(A run of lines):
_ _ _

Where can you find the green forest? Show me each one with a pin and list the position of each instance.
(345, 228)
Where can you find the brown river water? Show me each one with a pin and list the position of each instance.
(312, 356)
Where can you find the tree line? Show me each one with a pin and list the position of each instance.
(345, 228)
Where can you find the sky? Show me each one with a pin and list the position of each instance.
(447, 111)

_ _ _

(Task to complete): Present the lines above as a numbered list, leaving out any blank lines.

(Output for this task):
1. Where can you find the green forest? Show me each one with a pin and list the position of each instance.
2. (345, 228)
3. Where can you find the brown river water? Show me each one with a pin and list the position of each instance.
4. (312, 356)
5. Where can you find the tree line? Show me each one with a pin and list the position of each instance.
6. (345, 228)
7. Where can you find the sky? Show me each one with a pin and list the position of each instance.
8. (447, 111)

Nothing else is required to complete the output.